TUGAS ANDA: Salin ulang sebagian teks tentang sekolah di daerah rawan gempa tanpa mengubah apa pun. Mulailah dari kata-kata yang memuat "Sementara SMA/SMK sebanyak" dan berhentilah setelah "Schools and Hospital.".

TEKS YANG DIBERIKAN:
JAKARTA - Sebanyak 875 juta siswa sekolah dasar di Indonesia tinggal di daerah rawan gempa bumi. Sewaktu-waktu keselamatan mereka bisa melayang jika terjadi gempa bumi, karena kualitas bangunan sekolahnya di bawah standar.
Kepala Pusat Data Informasi dan Humas BNPB Sutopo Purwo Nugroho mengungkapkan snak-anak di sekolah merupakan komunitas yang sangat rentan terhadap bencana jika sekolah tidak aman.
Berdasarkan data Bank Dunia tahun 2010, jumlah sekolah Indonesia termasuk empat yang terbanyak di dunia. “Dari 144.507 SD, sebanyak 109.401 sekolah atau 76 persen berada di provinsi dengan risiko gempa tinggi,” ungkapnya di Jakarta.
Untuk SLB, sambung dia, sebanyak 1.147 sekolah dari total 1.455 sekolah atau 79 persen berisiko dilanda gempa tinggi. Sedangkan SMP sebanyak 18.855 sekolah dari total 26.277 sekolah atau 72 persen.
Sementara SMA/SMK sebanyak 7.237 sekolah dari total 10.239 sekolah atau 71 persen yang berada di kawasan dengan risiko kegempaan yang tinggi.
Menurut Sutopo, sejak 2009, PBB telah melakukan kampanye global pengurangan risiko bencana dari sekolah. Indonesia menjadi salah satu negara yang cukup aktif mengkampanyekan ini.
Pada 29 Juli 2010 Kemenko Kesra, BNPB, Kementerian Pendidikan Nasional, Kementerian Kesehatan, UNESCO, UNDP dan para pemangku kepentingan lainnya turut meluncurkan program kampanye global PBB One Million Safe Schools and Hospital.
“Melalui program ini pemerintah dan para pemangku kepentingan berkomitmen untuk meningkatkan keamanan terhadap bencana untuk 3.156 sekolah dan 105 rumah sakit,” ungkapnya.
Mayoritas bangunan sekolah di Indonesia, menurut Sutopo, belum didesain aman gempa, tsunami, dan gunung meletus. Sehingga kondisi ini menjadi bom waktu yang membahayakan siswa dan seluruh peserta didik.
“Konsep sekolah aman tidak hanya dilihat dari aspek fisik bangunan sekolah yang tahan terhadap bencana, tetapi juga dari kesiapsiagaan murid dan guru dalam menghadapi bencana,” tandasnya.

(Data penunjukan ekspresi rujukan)
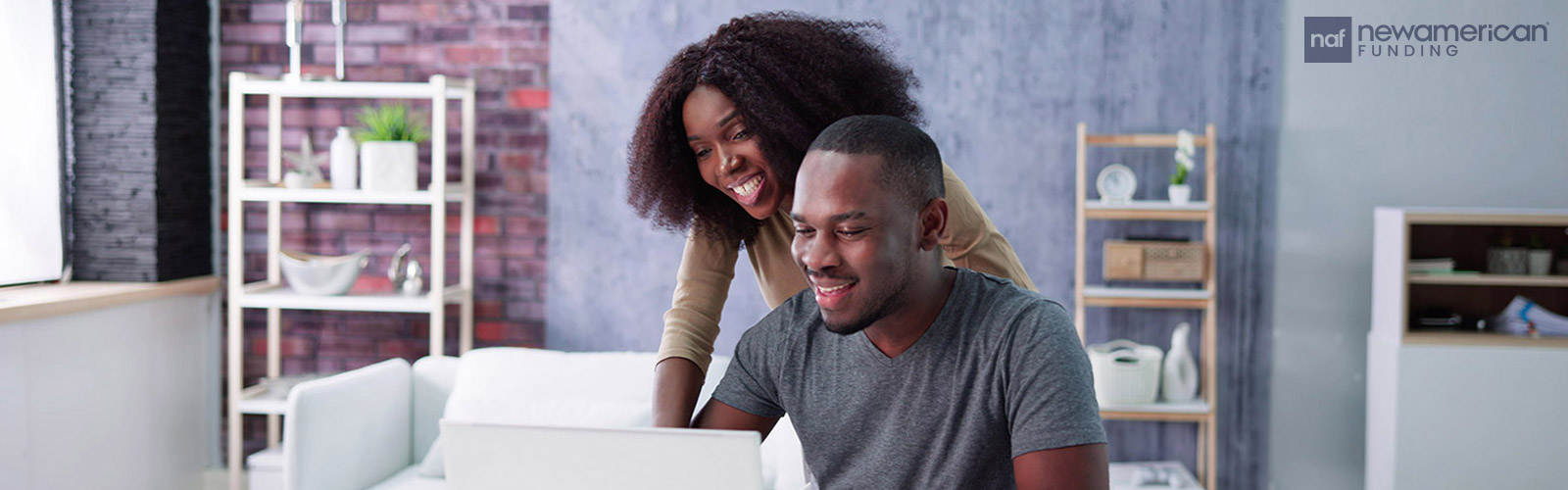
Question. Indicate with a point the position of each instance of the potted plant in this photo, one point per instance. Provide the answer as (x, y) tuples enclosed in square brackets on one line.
[(389, 148), (1180, 192)]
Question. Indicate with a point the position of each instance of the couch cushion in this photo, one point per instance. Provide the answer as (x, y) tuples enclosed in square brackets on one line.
[(410, 479)]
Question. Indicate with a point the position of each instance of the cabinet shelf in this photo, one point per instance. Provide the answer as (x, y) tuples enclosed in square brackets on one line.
[(264, 294), (1167, 412), (1490, 280), (267, 193), (1150, 211)]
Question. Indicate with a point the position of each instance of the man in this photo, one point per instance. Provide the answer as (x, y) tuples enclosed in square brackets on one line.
[(896, 371)]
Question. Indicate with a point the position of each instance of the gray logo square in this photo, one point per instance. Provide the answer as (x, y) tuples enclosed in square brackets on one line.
[(1329, 39)]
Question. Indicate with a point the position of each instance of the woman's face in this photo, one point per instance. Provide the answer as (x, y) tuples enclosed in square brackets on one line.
[(728, 154)]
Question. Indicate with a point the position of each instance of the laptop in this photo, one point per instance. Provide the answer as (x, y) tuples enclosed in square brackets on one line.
[(491, 458)]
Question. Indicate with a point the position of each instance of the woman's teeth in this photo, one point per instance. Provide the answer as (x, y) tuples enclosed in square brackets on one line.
[(750, 187)]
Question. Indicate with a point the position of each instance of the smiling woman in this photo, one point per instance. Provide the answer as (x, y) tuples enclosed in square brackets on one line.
[(31, 240), (715, 154)]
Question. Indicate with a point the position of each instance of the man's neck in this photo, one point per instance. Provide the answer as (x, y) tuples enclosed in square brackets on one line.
[(898, 331)]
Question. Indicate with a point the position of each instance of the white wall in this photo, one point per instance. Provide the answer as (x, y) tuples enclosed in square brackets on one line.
[(1486, 127), (115, 398), (30, 229)]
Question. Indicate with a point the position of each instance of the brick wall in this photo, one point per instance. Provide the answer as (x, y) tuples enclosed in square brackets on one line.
[(499, 43)]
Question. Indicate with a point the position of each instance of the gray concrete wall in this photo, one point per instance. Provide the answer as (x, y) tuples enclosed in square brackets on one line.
[(1486, 127), (1004, 85)]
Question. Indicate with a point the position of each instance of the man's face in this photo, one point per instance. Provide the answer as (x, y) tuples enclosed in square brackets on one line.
[(855, 240)]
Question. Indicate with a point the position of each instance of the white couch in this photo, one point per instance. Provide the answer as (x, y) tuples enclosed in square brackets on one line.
[(372, 427)]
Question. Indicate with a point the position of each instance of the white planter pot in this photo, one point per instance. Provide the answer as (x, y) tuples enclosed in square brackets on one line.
[(388, 166), (1541, 261), (1180, 193)]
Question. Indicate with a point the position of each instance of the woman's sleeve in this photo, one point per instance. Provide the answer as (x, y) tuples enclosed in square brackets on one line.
[(702, 288), (972, 240)]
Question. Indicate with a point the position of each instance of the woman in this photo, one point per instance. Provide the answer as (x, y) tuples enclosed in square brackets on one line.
[(715, 154)]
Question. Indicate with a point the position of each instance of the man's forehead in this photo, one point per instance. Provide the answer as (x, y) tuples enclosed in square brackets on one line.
[(838, 185)]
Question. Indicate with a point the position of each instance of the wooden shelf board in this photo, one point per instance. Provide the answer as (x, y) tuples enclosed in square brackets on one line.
[(1170, 412), (1147, 297), (1490, 280), (269, 406), (278, 296), (352, 90), (264, 192), (1144, 140), (1482, 339)]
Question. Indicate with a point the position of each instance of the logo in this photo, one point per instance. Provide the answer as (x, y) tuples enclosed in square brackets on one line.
[(1329, 39)]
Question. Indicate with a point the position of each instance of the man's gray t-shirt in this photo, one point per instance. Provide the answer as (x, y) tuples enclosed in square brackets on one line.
[(998, 374)]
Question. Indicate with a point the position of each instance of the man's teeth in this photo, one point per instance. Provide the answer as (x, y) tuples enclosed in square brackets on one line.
[(750, 187)]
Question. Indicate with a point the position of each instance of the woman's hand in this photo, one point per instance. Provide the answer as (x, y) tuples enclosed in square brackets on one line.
[(676, 385)]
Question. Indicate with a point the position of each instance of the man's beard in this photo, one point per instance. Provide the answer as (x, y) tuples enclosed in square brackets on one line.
[(885, 305)]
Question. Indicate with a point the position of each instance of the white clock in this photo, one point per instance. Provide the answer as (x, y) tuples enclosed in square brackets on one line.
[(1115, 184)]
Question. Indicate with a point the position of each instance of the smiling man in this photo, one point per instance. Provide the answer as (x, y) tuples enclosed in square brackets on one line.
[(901, 372)]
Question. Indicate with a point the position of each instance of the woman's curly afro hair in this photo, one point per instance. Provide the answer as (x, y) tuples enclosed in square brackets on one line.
[(789, 75)]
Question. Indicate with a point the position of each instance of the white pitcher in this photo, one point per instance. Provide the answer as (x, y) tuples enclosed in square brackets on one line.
[(1180, 382)]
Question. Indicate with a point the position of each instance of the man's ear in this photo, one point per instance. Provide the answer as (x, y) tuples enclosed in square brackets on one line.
[(933, 223)]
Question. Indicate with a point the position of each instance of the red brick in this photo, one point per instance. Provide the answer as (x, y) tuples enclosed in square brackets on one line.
[(352, 54), (516, 161), (378, 33), (251, 33), (472, 55), (408, 13), (529, 98), (537, 54), (490, 330), (506, 33), (408, 54)]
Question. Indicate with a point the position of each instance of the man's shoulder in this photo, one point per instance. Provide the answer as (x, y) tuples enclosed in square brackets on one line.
[(789, 320)]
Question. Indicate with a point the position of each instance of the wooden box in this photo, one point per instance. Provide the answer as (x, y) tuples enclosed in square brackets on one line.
[(1154, 261)]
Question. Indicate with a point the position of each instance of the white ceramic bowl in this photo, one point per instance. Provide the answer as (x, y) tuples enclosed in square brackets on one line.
[(323, 275)]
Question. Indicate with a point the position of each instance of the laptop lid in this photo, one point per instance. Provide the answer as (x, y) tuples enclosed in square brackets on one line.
[(490, 458)]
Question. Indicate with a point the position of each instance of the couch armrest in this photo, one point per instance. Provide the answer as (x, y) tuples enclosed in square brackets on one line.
[(349, 430)]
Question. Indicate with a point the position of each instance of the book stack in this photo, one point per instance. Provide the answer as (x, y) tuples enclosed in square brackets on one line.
[(1431, 266)]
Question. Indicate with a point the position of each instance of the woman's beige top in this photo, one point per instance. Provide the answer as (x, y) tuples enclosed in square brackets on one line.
[(708, 268)]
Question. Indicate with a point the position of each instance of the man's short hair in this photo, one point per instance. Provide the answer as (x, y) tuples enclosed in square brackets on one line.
[(911, 164)]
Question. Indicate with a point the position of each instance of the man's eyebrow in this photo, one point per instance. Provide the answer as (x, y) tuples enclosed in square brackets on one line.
[(721, 122), (833, 219)]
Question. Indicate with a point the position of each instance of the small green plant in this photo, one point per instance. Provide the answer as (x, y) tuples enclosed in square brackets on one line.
[(1184, 151), (391, 122)]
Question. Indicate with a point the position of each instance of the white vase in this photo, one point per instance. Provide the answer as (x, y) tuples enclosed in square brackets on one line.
[(388, 166), (1181, 193), (344, 161), (1180, 377), (1541, 261)]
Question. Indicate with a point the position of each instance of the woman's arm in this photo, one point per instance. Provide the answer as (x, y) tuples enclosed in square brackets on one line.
[(972, 240), (690, 327)]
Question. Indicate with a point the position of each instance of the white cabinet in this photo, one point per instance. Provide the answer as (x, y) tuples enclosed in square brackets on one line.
[(1462, 409)]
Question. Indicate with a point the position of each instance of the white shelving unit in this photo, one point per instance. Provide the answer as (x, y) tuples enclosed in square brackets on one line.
[(273, 296), (1203, 411)]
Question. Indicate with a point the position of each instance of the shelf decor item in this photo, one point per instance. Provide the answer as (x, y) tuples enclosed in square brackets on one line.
[(323, 275), (1180, 192), (306, 172), (389, 148), (1541, 258), (1125, 371), (1180, 379), (1117, 184), (345, 161), (1505, 258)]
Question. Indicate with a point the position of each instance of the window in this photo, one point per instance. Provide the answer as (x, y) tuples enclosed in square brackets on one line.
[(31, 229)]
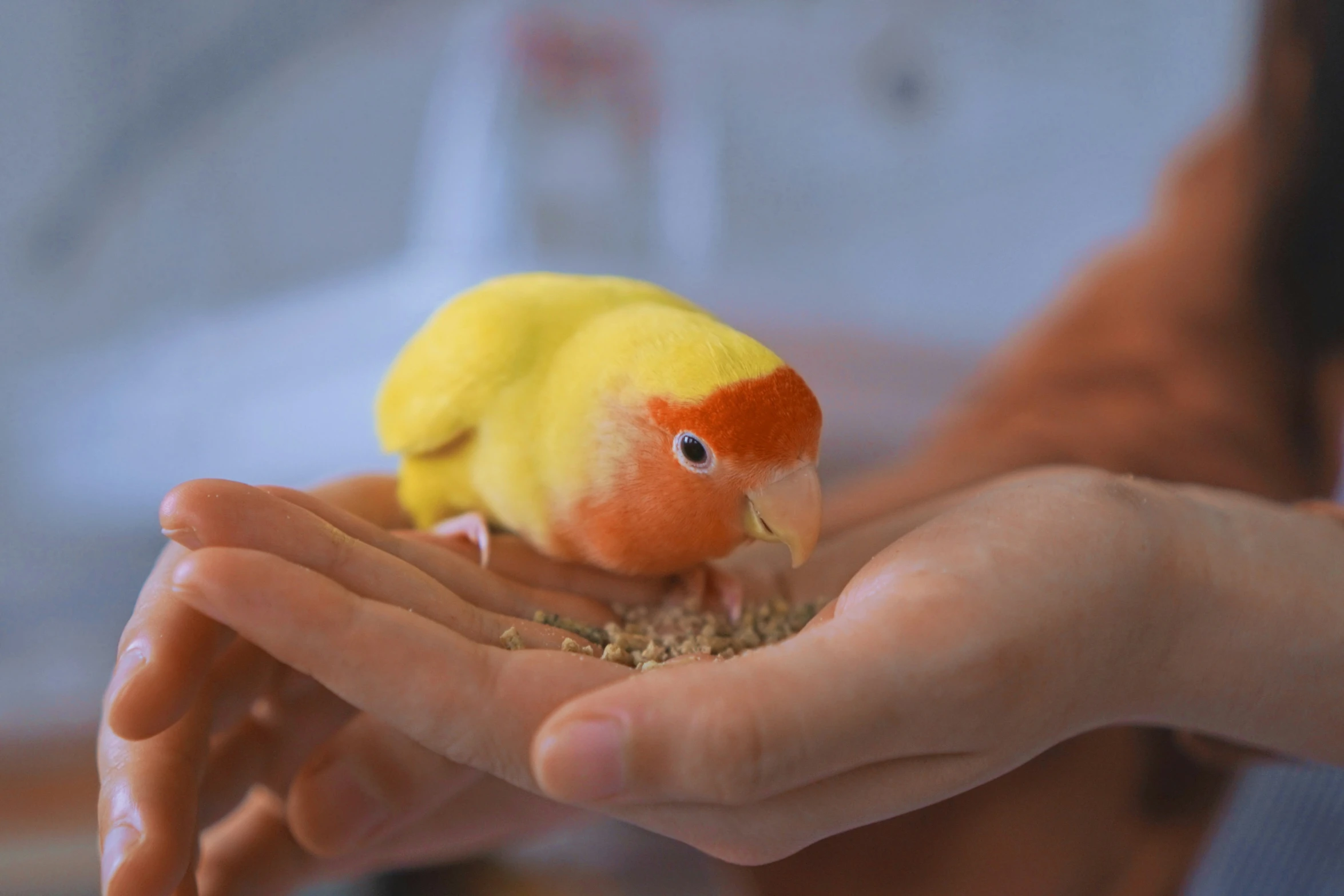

JAWABAN TERTULIS:
Sementara SMA/SMK sebanyak 7.237 sekolah dari total 10.239 sekolah atau 71 persen yang berada di kawasan dengan risiko kegempaan yang tinggi.
Menurut Sutopo, sejak 2009, PBB telah melakukan kampanye global pengurangan risiko bencana dari sekolah. Indonesia menjadi salah satu negara yang cukup aktif mengkampanyekan ini.
Pada 29 Juli 2010 Kemenko Kesra, BNPB, Kementerian Pendidikan Nasional, Kementerian Kesehatan, UNESCO, UNDP dan para pemangku kepentingan lainnya turut meluncurkan program kampanye global PBB One Million Safe Schools and Hospital.